### GOAL
Copy out every line of the records below, word for word, with nothing changed.

Position annotation records:

□ □ □ □ □

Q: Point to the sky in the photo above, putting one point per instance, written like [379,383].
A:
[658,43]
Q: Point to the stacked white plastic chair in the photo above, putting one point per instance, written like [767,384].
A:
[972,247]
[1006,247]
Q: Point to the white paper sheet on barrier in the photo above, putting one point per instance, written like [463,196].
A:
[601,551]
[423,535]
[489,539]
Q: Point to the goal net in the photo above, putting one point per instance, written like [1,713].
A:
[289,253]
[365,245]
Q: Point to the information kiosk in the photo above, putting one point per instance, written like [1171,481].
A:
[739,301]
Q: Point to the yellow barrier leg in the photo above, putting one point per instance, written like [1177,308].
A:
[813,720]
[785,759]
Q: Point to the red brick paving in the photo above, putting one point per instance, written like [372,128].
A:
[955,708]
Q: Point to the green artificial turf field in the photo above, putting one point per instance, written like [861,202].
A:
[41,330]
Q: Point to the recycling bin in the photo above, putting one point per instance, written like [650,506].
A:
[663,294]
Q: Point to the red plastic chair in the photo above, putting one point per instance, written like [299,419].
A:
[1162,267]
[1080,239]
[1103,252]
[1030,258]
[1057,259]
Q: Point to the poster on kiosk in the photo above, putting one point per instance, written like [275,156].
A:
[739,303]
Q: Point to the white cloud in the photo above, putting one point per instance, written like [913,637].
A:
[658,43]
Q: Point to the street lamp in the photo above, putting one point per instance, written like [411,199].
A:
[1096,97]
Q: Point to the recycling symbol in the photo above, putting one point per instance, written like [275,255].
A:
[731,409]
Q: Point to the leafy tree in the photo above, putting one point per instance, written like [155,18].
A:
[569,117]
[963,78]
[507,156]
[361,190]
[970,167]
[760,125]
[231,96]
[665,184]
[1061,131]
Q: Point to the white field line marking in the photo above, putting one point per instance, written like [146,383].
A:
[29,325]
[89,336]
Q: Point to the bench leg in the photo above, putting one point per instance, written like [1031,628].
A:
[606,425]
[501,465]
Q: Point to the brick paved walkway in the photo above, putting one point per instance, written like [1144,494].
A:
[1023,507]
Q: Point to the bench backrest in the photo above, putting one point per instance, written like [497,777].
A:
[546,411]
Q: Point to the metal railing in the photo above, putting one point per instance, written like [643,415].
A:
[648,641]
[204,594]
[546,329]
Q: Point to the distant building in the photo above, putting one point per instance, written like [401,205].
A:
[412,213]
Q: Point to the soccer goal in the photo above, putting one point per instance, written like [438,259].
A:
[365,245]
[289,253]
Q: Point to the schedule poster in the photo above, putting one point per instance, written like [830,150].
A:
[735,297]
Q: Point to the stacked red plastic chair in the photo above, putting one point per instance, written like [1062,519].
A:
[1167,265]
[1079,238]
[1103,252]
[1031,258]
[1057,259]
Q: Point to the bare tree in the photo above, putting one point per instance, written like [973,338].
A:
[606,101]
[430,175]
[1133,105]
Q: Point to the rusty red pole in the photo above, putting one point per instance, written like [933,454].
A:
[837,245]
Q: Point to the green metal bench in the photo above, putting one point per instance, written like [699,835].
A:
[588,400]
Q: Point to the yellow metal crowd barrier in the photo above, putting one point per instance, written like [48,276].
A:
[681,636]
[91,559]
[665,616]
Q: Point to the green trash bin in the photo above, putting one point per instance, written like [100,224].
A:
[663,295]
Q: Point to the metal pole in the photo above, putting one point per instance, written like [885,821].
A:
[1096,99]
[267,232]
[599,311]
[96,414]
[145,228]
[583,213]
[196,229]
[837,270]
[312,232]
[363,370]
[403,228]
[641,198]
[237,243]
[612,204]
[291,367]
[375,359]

□ □ □ □ □

### EXERCISE ANSWER
Q: Point to the sky in the photo above, putting one point per instance, written like [379,383].
A:
[658,43]
Q: Point to the stacked white plastic chair in the photo above, putting one point per instance, written like [767,384].
A:
[972,247]
[1006,247]
Q: Point to the white paper sheet on barrier in the photo above, putting one point per instance, written like [463,196].
A:
[601,551]
[423,535]
[489,539]
Q: Point to the goal net in the photo above, putting one point per instance, written like [1,713].
A:
[289,253]
[365,245]
Q: Point to the information kiosk in the photo above, putting one point per instance, written like [1171,481].
A:
[739,301]
Q: Point to the yellow barrier leg in the photo above, putting one point per instance, written like [1177,308].
A:
[813,720]
[785,759]
Q: Point to the red brick paving in the photo above, putting one point per instance, written like [372,128].
A:
[955,708]
Q: Point to the green artificial turf field in the photo above, putting one point per instance, written like [861,202].
A:
[41,330]
Q: Point to the recycling bin in the photo above, putting one point per instance, written like [650,506].
A:
[663,294]
Q: Point to the red plastic chair in the photo above, putting one point per instance, written like [299,419].
A:
[1162,267]
[1080,239]
[1103,252]
[1030,258]
[1057,259]
Q: Point to the poster on kiosk in the photo above, putting one point per instance, written like [275,156].
A:
[739,303]
Q: Point to the white cloud in the photo above, putting one point per instance, written like [913,637].
A:
[658,43]
Q: Point to the street lamp in the photo above, putting one point per instance, written like [411,199].
A:
[1096,97]
Q: Point to the recycling symbol in the photo above, putting one point per instance, written like [275,255].
A:
[731,409]
Q: Point to the leafy tree in the photo above, putting one point per instance, written like [155,18].
A:
[569,117]
[963,78]
[507,156]
[361,190]
[970,167]
[760,125]
[231,96]
[665,184]
[1061,131]
Q: Point to the white field line marking in the photo above, putting one point per instance, written like [146,383].
A:
[29,325]
[89,336]
Q: Point to the bench leg in the photo above, putting one point per instance, written like [1031,628].
A:
[606,425]
[501,465]
Q: Point to the brick paved walkway in the photo above, putting one point per instance, written like [1144,494].
A:
[1023,507]
Q: Point to the bench backrest in the photo above, putting one point per instance, written like [497,777].
A:
[546,411]
Q: Point to the metal railing in the photo above, putting one point per instance, written like [643,415].
A:
[648,641]
[204,594]
[546,329]
Q: Point to the distant building in the photo above, putting one point per instance, written like [401,205].
A:
[412,213]
Q: Point to the soccer goal in the photo above, putting one point per instance, written like [438,259].
A:
[365,245]
[289,253]
Q: Point to the schedule poster in the photo above, putting one point per instance, written like [830,150].
A:
[735,297]
Q: Point to the stacked red plastic chair in the photo above, putting one point per instance, written like [1062,519].
A:
[1167,265]
[1079,238]
[1103,252]
[1031,258]
[1057,259]
Q: Point to the bare tree in the photo above, putting one point per instance, written like [973,338].
A:
[606,101]
[430,175]
[1133,105]
Q: Point to the rusty red pole in the photo above, putting one point per instance, written like [933,454].
A:
[837,245]
Q: Point to the green metal bench in the photo above, putting one point per instance, written like [699,835].
A:
[588,400]
Q: Point to the yellow metal crowd barrier in the photo above, putting one point per instance, written like [48,276].
A:
[681,636]
[91,559]
[665,616]
Q: Point to the green trash bin in the photo above, putting one point per instance, written like [100,224].
A:
[663,295]
Q: Point to the metal pole in the photo above, putting one point per instance, written like [885,821].
A:
[1096,99]
[267,232]
[599,311]
[96,414]
[145,228]
[583,213]
[196,229]
[837,270]
[312,232]
[363,370]
[403,228]
[641,198]
[237,243]
[612,204]
[291,367]
[375,359]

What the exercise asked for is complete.